Text excerpt -

☆ ☆ ☆ ☆ ☆ ☆ ☆

In a recent study, "Burnout and Satisfaction With Work-Life Balance Among U.S. Physicians Relative to the General U.S. Population," investigators found that more than 45% of physicians in the United States are at risk for burnout (Arch. Intern. Med. 2012 Aug. 20 [doi:10.1001/archinternmed.2012.3199]). People with MD or DO degrees are at higher risk than are high school graduates. On the other hand, graduates with bachelor’s degrees, master’s degrees, or doctorates in disciplines other than medicine are less likely to burn out than are those with high school diplomas.

This is bad news not only for physicians but for their patients as well, because other studies have suggested that physician burnout erodes professionalism, negatively influences the quality of care, and increases the risk of medical errors.

☆ ☆ ☆ ☆ ☆ ☆ ☆

Complete the following -
**a)** Please transcribe the stretch of the physician burnout passage from "In a recent" through "of medical errors.".
**b)** According to the physician burnout passage, what share of physicians in the United States are at risk for burnout?

☆ ☆ ☆ ☆ ☆ ☆ ☆

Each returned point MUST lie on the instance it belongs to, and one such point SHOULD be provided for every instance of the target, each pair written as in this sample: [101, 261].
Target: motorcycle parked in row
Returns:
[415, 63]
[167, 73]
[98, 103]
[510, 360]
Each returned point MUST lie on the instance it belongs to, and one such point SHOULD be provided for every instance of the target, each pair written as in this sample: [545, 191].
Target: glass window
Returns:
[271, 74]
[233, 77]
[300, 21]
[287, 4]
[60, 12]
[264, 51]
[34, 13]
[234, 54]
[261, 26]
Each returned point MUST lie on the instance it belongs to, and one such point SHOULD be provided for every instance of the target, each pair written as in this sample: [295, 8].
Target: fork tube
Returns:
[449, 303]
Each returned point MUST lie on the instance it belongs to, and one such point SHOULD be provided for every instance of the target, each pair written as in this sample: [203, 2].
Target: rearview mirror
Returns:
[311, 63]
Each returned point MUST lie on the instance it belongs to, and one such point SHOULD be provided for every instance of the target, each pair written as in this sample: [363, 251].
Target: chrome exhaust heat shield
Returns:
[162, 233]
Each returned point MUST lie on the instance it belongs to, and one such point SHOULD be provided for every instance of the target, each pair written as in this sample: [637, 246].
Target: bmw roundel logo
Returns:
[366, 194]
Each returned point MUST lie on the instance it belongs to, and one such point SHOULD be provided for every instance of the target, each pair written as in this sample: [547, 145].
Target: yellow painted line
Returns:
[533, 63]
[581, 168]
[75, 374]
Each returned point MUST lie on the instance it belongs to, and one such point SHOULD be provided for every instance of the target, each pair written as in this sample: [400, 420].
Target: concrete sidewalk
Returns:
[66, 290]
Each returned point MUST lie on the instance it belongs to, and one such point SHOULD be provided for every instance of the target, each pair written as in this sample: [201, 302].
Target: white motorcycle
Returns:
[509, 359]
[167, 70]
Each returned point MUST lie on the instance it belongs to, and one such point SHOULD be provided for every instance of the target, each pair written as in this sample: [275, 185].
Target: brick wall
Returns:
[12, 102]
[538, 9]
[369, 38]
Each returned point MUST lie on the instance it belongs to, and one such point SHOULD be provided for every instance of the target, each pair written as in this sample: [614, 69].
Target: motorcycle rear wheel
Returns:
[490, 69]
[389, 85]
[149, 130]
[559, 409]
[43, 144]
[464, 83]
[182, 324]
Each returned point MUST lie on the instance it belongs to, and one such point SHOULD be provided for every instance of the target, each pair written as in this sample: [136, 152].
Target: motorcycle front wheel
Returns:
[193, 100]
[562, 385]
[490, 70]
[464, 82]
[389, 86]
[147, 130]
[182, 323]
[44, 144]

☆ ☆ ☆ ☆ ☆ ☆ ☆

Exercise answers -
**a)**
In a recent study, "Burnout and Satisfaction With Work-Life Balance Among U.S. Physicians Relative to the General U.S. Population," investigators found that more than 45% of physicians in the United States are at risk for burnout (Arch. Intern. Med. 2012 Aug. 20 [doi:10.1001/archinternmed.2012.3199]). People with MD or DO degrees are at higher risk than are high school graduates. On the other hand, graduates with bachelor’s degrees, master’s degrees, or doctorates in disciplines other than medicine are less likely to burn out than are those with high school diplomas.

This is bad news not only for physicians but for their patients as well, because other studies have suggested that physician burnout erodes professionalism, negatively influences the quality of care, and increases the risk of medical errors.

**b)** More than 45%.